**ZU ERLEDIGENDE AUFGABEN**
1. Mit welchem Betrag ist der Johann-Philipp-Palm-Preis laut dem Lesetext über den Palm-Preis dotiert?
2. Führe den Text über den Palm-Preis und die Lage in der Türkei im Anschluss an seinen letzten Satz weiter.

Preis für die Meinungsfreiheit

Johann Philipp Palm
Der Sohn eines Chirurgen und einer Bäckerstochter ist 1766 in Schorndorf geboren worden. Nach einer Buchhändlerlehre in Erlangen und Aufenthalten in Göttingen und Frankfurt lässt sich Palm als Buchhändler in Nürnberg nieder. Als er dort eine anonym verfasste Schrift verlegt und verbreitet, die Napoleons imperialistische Politik kritisiert, wird er von der französischen Besatzungsmacht gefasst und nach Braunau am Inn verschleppt. Dort wird ihm vor einem Militärgericht ein Scheinprozess gemacht. Am 26. August 1806 wird er erschossen.

Preis
Der mit 20 000 Euro dotierte Johann-Philipp-Palm-Preis wird alle zwei Jahre von der vor 21 Jahren gegründeten Johann-Philipp-Palm-Stiftung verliehen. Mit ihm zeichnet die Stiftung Frauen, Männer und Institutionen aus, die sich in herausragender Weise für die Erhaltung von Meinungs- und Pressefreiheit einsetzen. Über die Vergabe entscheidet ein Kuratorium, das sich aus Persönlichkeiten von Kirche, Kultur, Medien, Politik, Wirtschaft und Wissenschaft zusammensetzt. Vorschlagsrecht haben langjährige Kooperationspartner wie die Organisationen Amnesty International, Journalisten helfen Journalisten oder Reporter ohne Grenzen. Die Bekanntgabe der Preisträger ist immer am 26. August, dem Todestag von Johann Philipp Palm, die Preisverleihung am ersten Sonntag im Advent.

Petition an die Staatsführung

Akademiker für den Frieden
Die pazifistische Gruppe setzt sich für Meinungsfreiheit in der Türkei ein. Im Januar hat sie sich mit der Petition, den Friedensprozess zwischen Türken und Kurden im Osten des Landes wieder aufzunehmen, an die Staatsführung gewandt. Den Aufruf haben etwa 2000 Akademikern unterzeichnet. Die vier Wissenschaftler, die den Preis der Palm-Stiftung stellvertretend für die Gruppe erhalten, waren wegen der Petition zeitweilig in Untersuchungshaft genommen worden. Ihnen drohen Berufs- und Ausreiseverbote sowie Gerichtsprozesse.

Türkei
Das Kuratorium der Palm-Stiftung hat seine Entscheidung bei der Auswahl der Preisträger bereits Anfang Mai getroffen, also noch vor dem Putschversuch in der Türkei im Juli, den der Präsident Erdogan zum Anlass für massenhafte Entlassungen und Verhaftungen genommen hat. Doch schon für das Jahr 2015 berichtet Amnesty International von einer zunehmenden Verschlechterung der Menschenrechtssituation seit den Parlamentswahlen im Juni und dem erneuten Ausbruch bewaffneter Auseinandersetzungen zwischen der Kurdischen Arbeiterpartei PKK und den türkischen Streitkräften. Die Medien seien seither „beispiellosen Repressalien“ ausgesetzt, die Medienfreiheit sei erheblich eingeschränkt worden, heißt es in dem Länderbericht der Organisation für das Jahr 2015.

**DATENTEIL**
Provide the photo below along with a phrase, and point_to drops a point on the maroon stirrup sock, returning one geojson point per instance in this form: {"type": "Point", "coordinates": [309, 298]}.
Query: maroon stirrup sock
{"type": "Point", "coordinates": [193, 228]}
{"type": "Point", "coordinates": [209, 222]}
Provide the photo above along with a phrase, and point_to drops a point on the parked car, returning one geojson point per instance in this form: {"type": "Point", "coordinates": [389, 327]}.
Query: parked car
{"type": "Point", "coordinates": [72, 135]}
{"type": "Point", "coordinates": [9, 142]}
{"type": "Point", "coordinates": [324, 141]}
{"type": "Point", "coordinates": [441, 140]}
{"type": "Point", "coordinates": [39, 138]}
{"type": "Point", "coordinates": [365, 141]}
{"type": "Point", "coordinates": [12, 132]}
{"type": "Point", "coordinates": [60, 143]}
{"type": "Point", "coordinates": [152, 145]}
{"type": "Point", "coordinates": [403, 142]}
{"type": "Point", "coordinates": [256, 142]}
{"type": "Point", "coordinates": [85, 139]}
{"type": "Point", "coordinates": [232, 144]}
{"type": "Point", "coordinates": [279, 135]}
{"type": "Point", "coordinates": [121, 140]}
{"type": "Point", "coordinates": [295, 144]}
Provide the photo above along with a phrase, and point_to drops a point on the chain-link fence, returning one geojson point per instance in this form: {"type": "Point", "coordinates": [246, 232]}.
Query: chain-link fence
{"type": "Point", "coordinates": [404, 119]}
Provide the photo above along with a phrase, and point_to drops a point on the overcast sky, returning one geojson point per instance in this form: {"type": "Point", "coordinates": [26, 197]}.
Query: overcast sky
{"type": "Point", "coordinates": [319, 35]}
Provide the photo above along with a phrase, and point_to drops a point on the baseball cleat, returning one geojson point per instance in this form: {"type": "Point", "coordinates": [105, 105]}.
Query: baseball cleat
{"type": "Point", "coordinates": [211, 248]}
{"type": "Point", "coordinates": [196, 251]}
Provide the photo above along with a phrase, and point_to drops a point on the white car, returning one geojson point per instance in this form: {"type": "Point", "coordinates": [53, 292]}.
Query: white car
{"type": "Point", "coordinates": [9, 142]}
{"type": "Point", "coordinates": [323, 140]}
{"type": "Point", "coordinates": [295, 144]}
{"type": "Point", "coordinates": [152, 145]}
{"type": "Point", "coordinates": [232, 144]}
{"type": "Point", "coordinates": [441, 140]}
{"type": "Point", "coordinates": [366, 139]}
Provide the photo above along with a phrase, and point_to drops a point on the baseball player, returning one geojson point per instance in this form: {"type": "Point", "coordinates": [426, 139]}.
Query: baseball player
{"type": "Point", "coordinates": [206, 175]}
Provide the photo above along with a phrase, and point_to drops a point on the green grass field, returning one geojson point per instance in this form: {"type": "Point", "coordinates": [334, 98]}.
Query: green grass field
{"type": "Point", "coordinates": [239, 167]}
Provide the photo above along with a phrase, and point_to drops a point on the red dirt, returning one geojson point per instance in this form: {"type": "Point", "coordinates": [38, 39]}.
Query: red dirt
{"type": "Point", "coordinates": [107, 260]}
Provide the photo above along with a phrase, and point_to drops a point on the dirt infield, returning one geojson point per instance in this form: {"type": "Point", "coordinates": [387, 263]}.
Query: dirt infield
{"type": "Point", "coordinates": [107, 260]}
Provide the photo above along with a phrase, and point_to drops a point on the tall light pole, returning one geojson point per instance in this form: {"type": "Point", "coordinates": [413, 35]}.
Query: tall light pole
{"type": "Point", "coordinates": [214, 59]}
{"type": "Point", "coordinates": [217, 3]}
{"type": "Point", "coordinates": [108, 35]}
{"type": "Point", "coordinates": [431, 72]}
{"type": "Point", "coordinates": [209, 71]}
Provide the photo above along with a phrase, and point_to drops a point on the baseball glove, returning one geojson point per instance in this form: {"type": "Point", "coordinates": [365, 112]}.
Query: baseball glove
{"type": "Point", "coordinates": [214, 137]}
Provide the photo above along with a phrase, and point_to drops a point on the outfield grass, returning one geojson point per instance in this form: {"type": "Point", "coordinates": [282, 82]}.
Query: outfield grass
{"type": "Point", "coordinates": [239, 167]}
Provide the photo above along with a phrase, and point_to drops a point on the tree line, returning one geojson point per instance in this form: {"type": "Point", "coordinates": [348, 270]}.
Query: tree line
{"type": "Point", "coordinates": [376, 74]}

**ERGEBNISSE**
1. Der Preis ist mit 20 000 Euro dotiert.

2.
Nachrichten über Burundi

Ines Gakiza
Die 29-jährige Radiojournalistin, die mehrere Jahre für den unabhängigen Radiosender „Afrikan Public Radio“ (APR) gearbeitet hatte, hat angesichts der zunehmenden Gewalt und Repression ihre Heimat Burundi verlassen müssen. Mit ihren Recherchen über die Menschenrechtsverletzungen der burundischen Regierung, aber auch mit Reportagen über die politischen und sozialen Zustände in den Nachbarländern, hatte sie sich einen Namen als ebenso kritische wie mutige Journalistin gemacht. Sie floh zunächst nach Ruanda und ist zurzeit Gast der Hamburger Stiftung für politisch Verfolgte. Noch während ihrer Flucht hat sie zusammen mit Kollegen ein Nachrichtenmagazin im Internet aufgebaut, in dem sie weiterhin in Artikeln und Radiobeiträgen über die militärische und politische Lage ihres Heimatlandes berichtet.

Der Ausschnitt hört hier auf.